» EXERCISE DESCRIPTION: Give back, unchanged, each line from the one containing "Indicate the distant" through the last line of the entries below.

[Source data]
## Begin
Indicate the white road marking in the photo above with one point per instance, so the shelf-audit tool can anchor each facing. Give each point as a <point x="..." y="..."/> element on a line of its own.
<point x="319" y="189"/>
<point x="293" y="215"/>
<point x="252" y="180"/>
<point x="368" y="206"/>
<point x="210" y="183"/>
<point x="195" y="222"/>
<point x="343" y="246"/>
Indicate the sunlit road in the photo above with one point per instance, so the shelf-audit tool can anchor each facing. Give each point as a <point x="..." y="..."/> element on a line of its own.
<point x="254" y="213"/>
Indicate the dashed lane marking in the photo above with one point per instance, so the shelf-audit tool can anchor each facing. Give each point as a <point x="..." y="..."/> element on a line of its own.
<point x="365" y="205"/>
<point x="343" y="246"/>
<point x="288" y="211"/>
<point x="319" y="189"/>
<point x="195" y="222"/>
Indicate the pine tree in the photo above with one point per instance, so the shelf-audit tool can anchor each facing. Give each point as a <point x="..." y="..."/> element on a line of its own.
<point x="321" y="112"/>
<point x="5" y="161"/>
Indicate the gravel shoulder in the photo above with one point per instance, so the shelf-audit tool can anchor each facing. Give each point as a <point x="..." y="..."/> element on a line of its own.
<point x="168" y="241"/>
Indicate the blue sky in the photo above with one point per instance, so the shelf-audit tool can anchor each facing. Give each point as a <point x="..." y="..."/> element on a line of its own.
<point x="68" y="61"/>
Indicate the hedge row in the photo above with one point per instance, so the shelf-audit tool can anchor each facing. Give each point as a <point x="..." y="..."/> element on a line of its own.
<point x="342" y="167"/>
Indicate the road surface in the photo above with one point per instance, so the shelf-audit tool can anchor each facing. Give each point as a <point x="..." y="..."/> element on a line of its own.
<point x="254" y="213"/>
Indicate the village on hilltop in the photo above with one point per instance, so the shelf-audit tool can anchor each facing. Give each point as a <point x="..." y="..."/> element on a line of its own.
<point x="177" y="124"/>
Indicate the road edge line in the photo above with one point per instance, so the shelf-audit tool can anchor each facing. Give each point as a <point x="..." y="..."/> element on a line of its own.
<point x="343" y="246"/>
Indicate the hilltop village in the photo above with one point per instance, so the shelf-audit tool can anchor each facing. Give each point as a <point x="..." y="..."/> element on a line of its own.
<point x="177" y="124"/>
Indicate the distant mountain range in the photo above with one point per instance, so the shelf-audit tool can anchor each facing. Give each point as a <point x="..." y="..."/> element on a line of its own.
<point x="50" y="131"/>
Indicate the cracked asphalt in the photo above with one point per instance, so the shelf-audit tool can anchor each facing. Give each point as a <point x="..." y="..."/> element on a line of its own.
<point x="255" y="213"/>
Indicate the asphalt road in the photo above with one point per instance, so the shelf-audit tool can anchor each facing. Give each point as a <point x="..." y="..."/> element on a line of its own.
## End
» RESULT OF THE EXERCISE:
Indicate the distant mountain range in the photo above with one point per instance, so the shelf-audit tool can anchor each facing. Give each point as a <point x="..." y="..."/> element on a line of its own.
<point x="50" y="131"/>
Indicate the cracked asphalt in the photo above with one point per instance, so the shelf-audit tool can anchor each facing. Give each point as a <point x="..." y="..."/> element on a line of its own.
<point x="255" y="213"/>
Indicate the asphalt road in the photo above with one point per instance, so the shelf-audit tool can anchor each facing. Give each point as a <point x="..." y="..."/> element on a line of its own.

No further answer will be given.